— Исходный текст —
Свои взгляды на точность перевода Ланн сохранил до конца жизни. Пытаясь отстаивать их в начале пятидесятых (безуспешно: его не печатали), Ланн писал:

Принцип «художественно точного» перевода исключает соавторство переводчика. Недопустимы всяческого рода дополнения и какие бы то ни было пропуски. Если в тексте мы встречаем неясности, никаких истолкований переводчик не должен себе позволить. Если в тексте мы встретим плеоназм – за него отвечает автор, но не переводчик. Если та или иная фигура в тексте неудачна – переводчик должен помнить, что и эта неудачная фигура входит в состав стиля автора в такой же мере, как и все другие элементы, безотносительно к тому, являются ли они удачными или неудачными. Снова напоминаю: речь идет не о буквализме, не о «кальке», ибо грамматические конструкции, как правило, нельзя переносить невозбранно из одного языка в другой. По стилистические конструкции переносить можно, и только художественно точный перевод дает возможность воссоздать на основе другой языковой системы стиль любого оригинала [РГАЛИ, ф. 2210, on. 1, д. 67, л. 9-10].

2. Георгий аркадьевич шенгели: точность смысла

Среди ученых шеренг еле-еле

в русском стихе разбирался Шенгели.

В. В. Маяковский. «Как делать стихи?»

— Извлечённые данные —
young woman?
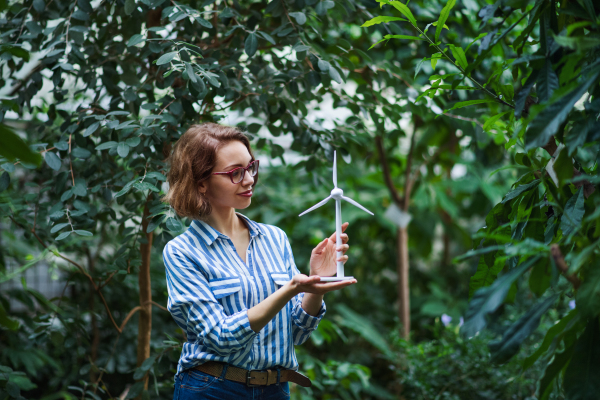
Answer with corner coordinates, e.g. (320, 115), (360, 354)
(163, 123), (356, 400)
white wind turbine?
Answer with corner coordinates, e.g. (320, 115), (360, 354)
(299, 151), (375, 282)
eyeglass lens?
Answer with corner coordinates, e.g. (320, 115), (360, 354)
(231, 162), (258, 183)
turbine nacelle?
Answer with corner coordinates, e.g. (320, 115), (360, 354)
(299, 152), (373, 282)
(329, 188), (344, 200)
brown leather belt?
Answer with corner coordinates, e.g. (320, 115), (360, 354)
(194, 361), (312, 387)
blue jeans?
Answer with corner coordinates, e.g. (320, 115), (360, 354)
(173, 369), (290, 400)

— Задание 1 —
Переименуйте «wind turbine» в «wind generator» в строках перечня: начните со строки, где есть «white wind turbine?», и остановитесь после строки с «(231, 162), (258, 183)». Всё остальное в этих строках оставьте без изменений.
— Задание 2 —
Пожалуйста, продолжите текст о взглядах на точность перевода после его последней строки.

— Ответ 1 —
white wind generator?
Answer with corner coordinates, e.g. (320, 115), (360, 354)
(299, 151), (375, 282)
eyeglass lens?
Answer with corner coordinates, e.g. (320, 115), (360, 354)
(231, 162), (258, 183)

— Ответ 2 —
2.1. Портрет

Этот раздел вернее было бы назвать даже не портретом, а некоторыми штрихами к портрету: слишком сложна и разностороння фигура Георгия Аркадьевича Шенгели (1894–1956) и слишком мало я о нем знаю, чтобы набросать здесь хотя бы приблизительный его

портрет. Однако некоторые вводные слова о Шенгели, относящиеся к дальнейшему изложению, все-таки понадобятся.

Он был, если воспользоваться выражением М.Л. Гаспарова, «ученым поэтом… поэтом по самоощущению, переводчиком – по житейским обстоятельствам, ученым – по призванию» [1997, с. 36]. Как поэт он принадлежал к младшему, последнему поколению Серебряного века и был знаком со всеми обитателями поэтического Олимпа, о чем написал в одном из своих последних стихотворений:

Он знал их всех и видел всех почти:

Валерия, Андрея, Константина,

Максимильяна, Осипа, Бориса,

Ивана, Игоря, Сергея, Анну,

Владимира, Марину, Вячеслава

И Александра, – небывалый хор,

Четырнадцатизвездное созвездье!..

[Шенгели, 1997, с. 269].

Не случайно ряд перечисляемых поэтов открывается именем Валерий – больше всего на Шенгели повлиял именно Брюсов, чьим «Urbi et Orbi» он зачитывался, когда еще только начинал писать стихи. Брюсов же в 1922 г., когда двадцативосьмилетний Шенгели (к тому времени уже признанный поэт и теоретик стиха, написавший «Трактат о русском стихе») приехал в Москву, пригласил его преподавать «энциклопедию стиха» в Московском высшем литературно-художественном институте. И годом позже, вступив с Шенгели в журнальную полемику по поводу его переводов Верхарна, тот же Брюсов повлиял и на переводческую позицию Шенгели: хотя тот и так, по его собственному признанию, «с первых своих опытов стремился к достижению в переводе наивозможной точности», но, послушав Брюсова, «стал переводить много бережней».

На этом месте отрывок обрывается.